== Document passage ==

Ben: Yeah. If we're struggling as, you know, certified financial planners with experience to kind of wrap our heads around all this public service loan forgiveness and Pell Grants and, you know, hope scholarships and all that good stuff.
I don't know how on earth. You know, an 18 year old kid who hasn't had a finance class and probably barely has a checking account is going to be able to understand that they're signing on the dotted line for, you know, 150 worth of debt at 7%. That's going to double in 10 years. They can't conceive of that.
So I think that, you know, too much skin in the game can be rough on kids. And then you wind up with those [00:10:00] kids back in the same boat that most of our clients tell us they don't want to have their kids be exposed to. They, you know, they're strapped with debt in some cases, and they don't want their children to experience that.

===

- _Exercises to complete_
1. In the student-debt transcript, Ben is speaking. Do these statements agree with it? Answer yes or no for each, and quote the words that decide it. (a) Ben says certified financial planners find loan forgiveness and grant programs easy to grasp. (b) Ben thinks too much skin in the game can be hard on kids. (c) Ben says clients want their children to experience debt.
2. Go on with the student-debt transcript, starting after its final sentence.

== Information supplied ==

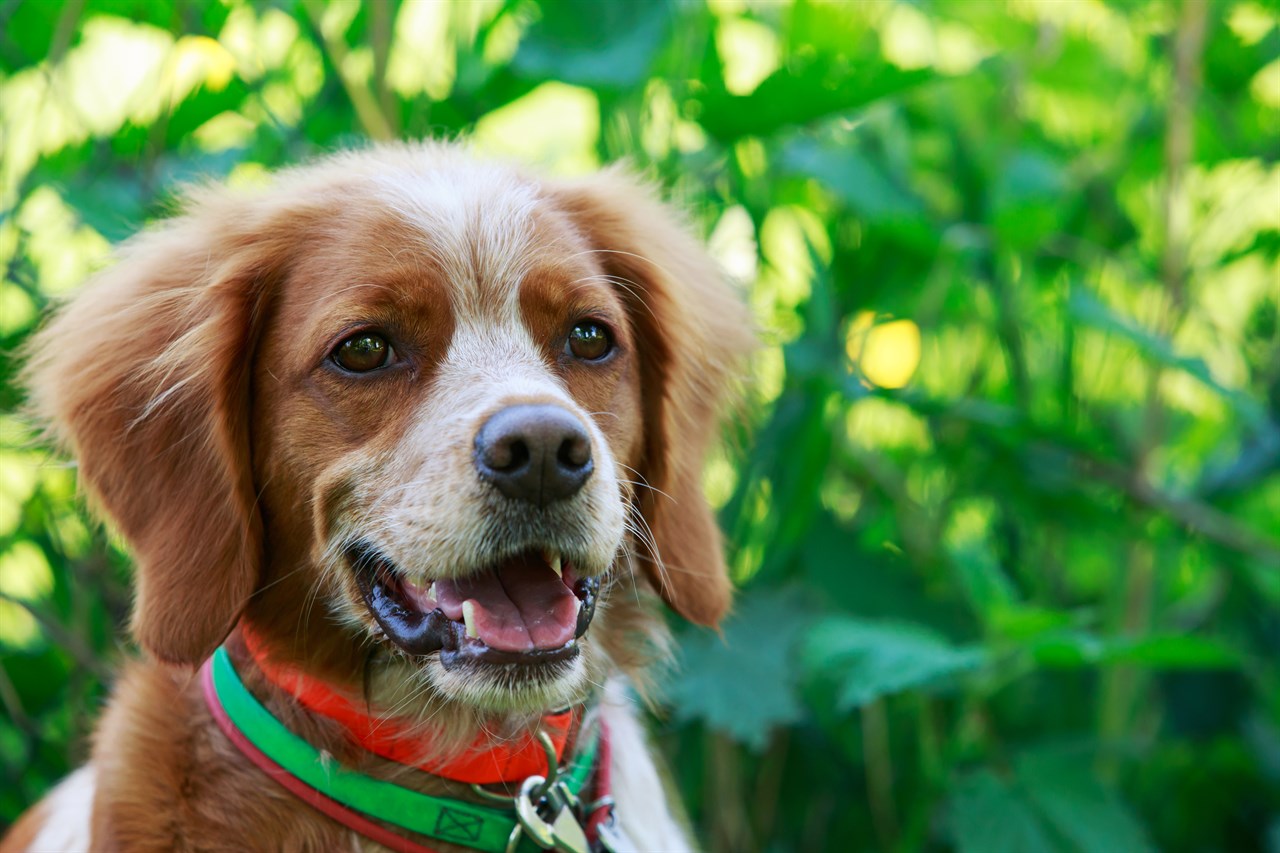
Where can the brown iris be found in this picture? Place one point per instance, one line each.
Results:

===

- _The responses_
1.
(a) No: "If we're struggling as, you know, certified financial planners with experience to kind of wrap our heads around all this public service loan forgiveness and Pell Grants"
(b) Yes: "too much skin in the game can be rough on kids."
(c) No: "they don't want their children to experience that."

2.
You know, it's the old soft, I want my kids to have it better than I did. Well, I think that, you know, paying for college is not a better, I think it's a, it's table stakes. In the modern economy, at least in the United States.
Nate: Yeah. Part of our culture, a huge part of our culture is shifting to needing a degree.
But on top of that, a huge part of our culture is accepting that everyone, all students are going to have a massive amount of debt. So young kids now, um, 18 year olds, they just think that's normal.
Ben: Yeah. That makes me sad because it's, there's a lot of freedom to be had by not, not having the change, the student loans.
And there's some ways around that. Um, But, you know, if you have your kid who's got their eye on the brass ring, they want to go to an expensive [00:11:00] school, whether they're going to go there and get an engineering degree or a psych degree, um, you know, you either have to tell them no or you have to save for it, right?
And, um, I think not saving for it may seem like a way to go, but in the end, you know, I've just never seen a physician say no to paying for college for their kids. Never say 25 years. We serve 200 physicians in 170 families, and I think that the headcount on children is over 350 children that are kind of in our census, and I've never seen a parent refuse to pay for college, not once.
Yeah.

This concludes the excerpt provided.